> [WHAT YOU ARE ASKED TO DO]: Please rewrite the text on the Baltic real estate market from "For several years" to "Krakow – 73.2.", putting "Sweden" in place of "Finland".

> [TEXT UNDER STUDY]:
—————
For several years in a row, annual real estate contract turnover in the Baltic States has reached about a billion euro and based on this metric was far behind Finland (around 7.5 billion euro). However, our region is seeing a rapid emergence of international service centre due to lower office maintenance costs. For example, just in Lithuania, they had 17% growth, while last year, such centres employed around 17 thousand specialists.
Therefore, the demand for offices remains at particularly high levels and, likely, will continue increasing in the near future. This is because the number of those employed in service centres, according to data from Newsec, only reaches 7.8 per thousand residents in Kaunas, 11.9 in Riga, 17.8 in Tallinn, 23 in Vilnius. Meanwhile, in Bucharest, this metric has reached 47.3 and in Krakow – 73.2.
Statistics from “Invest in Lithuania” show that the amount of office space per resident of the Baltic States is far lower than in Scandinavia: 0.47 square meters per resident in Kaunas, 0.73 in Riga, 1.23 in Vilnius, 1.54 in Tallinn, meanwhile in Helsinki – 6.21, Stockholm and Oslo – approximately 8.2 square meters each. Therefore it is no surprise that the office market is being rapidly developed in our region. Their tenants are increasing in number also due to attractive pricing: if in Vilnius it is possible to rent 6.25 square meters for 100 euro, in Helsinki you could obtain 4.4, while in Stockholm – just 1.82 square meters.
Both real estate developers and investors benefit
Banks sees the commercial real estate market with caution and are investing in such projects conservatively. Naturally, developers seek additional means of financing, and one of these is obligations.
This is attractive to both sides. Real estate companies can diversify their sources of financing; obligations are known for not having partial debt repayment amortisation. Meanwhile, for investors, it is a sufficiently high profitability instrument to manage money flows. For example, while developing the green technology-based office centre Verde, which is located in Riga, Capitalica Baltic Real Estate Fund I released 5 million euro in obligations at a 5% annual interest rate for uninformed investors last year.
With this in mind, it is likely that in upcoming years, we will hear of real estate developers releasing bonds. Of course, this is if the impact of the coronavirus or other factors does not decelerate the predicted real estate market growth of the Baltic States.
—————
> [RECORDS SHOWN]:
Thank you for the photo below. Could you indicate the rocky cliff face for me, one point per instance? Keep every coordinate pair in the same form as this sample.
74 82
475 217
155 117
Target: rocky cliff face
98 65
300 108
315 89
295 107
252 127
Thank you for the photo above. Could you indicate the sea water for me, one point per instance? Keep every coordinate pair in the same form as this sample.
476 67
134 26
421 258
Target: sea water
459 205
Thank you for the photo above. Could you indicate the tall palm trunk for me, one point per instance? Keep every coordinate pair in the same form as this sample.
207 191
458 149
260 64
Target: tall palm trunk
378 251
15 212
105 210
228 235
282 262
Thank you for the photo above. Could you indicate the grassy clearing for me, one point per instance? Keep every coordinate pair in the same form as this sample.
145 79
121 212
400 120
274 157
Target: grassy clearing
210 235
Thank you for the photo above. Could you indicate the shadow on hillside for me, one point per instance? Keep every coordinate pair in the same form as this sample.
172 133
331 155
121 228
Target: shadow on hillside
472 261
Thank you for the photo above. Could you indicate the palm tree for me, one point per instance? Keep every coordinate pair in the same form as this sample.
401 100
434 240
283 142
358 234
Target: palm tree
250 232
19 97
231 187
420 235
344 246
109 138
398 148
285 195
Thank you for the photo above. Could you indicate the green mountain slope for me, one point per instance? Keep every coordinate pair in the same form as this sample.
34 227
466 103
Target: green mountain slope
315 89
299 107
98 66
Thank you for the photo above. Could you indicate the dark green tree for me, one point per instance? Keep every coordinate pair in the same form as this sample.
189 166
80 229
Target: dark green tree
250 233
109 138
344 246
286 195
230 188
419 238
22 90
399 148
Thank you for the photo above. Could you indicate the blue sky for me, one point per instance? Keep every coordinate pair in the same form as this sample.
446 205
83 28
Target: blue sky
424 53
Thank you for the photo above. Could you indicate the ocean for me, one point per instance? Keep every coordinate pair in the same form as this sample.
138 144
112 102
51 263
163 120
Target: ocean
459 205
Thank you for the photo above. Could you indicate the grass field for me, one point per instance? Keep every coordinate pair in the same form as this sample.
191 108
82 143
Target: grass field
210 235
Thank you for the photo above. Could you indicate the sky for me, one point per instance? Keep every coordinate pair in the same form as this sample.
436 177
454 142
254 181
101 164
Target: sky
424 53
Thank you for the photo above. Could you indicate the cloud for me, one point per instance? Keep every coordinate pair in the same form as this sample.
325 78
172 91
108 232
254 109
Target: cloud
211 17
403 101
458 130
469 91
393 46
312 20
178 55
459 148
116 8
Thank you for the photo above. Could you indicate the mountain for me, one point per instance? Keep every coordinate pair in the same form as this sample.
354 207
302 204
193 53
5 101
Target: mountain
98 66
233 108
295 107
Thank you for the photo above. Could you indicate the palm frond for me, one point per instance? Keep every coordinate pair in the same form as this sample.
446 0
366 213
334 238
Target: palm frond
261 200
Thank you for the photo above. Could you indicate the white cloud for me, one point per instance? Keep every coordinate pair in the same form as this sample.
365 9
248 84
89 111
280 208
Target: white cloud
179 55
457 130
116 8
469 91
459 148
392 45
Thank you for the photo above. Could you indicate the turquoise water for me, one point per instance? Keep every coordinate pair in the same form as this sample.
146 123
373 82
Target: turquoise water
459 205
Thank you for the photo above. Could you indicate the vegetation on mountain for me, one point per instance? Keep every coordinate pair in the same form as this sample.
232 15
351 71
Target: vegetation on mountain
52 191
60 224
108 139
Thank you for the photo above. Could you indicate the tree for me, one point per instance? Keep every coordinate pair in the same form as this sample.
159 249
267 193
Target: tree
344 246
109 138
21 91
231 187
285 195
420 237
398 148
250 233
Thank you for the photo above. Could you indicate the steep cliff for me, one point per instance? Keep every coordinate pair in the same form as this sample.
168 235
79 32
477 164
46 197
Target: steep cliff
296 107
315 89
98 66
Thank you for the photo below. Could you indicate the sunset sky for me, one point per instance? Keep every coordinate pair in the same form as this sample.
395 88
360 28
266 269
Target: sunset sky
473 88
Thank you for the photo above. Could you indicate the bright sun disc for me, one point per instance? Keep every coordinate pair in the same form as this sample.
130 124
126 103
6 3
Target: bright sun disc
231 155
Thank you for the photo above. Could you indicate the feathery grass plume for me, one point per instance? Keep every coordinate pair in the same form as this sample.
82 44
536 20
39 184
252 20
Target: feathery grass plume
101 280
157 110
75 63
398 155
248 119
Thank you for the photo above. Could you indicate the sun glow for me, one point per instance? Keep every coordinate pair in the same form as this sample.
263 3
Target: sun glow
—————
> [ANSWER SECTION]:
For several years in a row, annual real estate contract turnover in the Baltic States has reached about a billion euro and based on this metric was far behind Sweden (around 7.5 billion euro). However, our region is seeing a rapid emergence of international service centre due to lower office maintenance costs. For example, just in Lithuania, they had 17% growth, while last year, such centres employed around 17 thousand specialists.
Therefore, the demand for offices remains at particularly high levels and, likely, will continue increasing in the near future. This is because the number of those employed in service centres, according to data from Newsec, only reaches 7.8 per thousand residents in Kaunas, 11.9 in Riga, 17.8 in Tallinn, 23 in Vilnius. Meanwhile, in Bucharest, this metric has reached 47.3 and in Krakow – 73.2.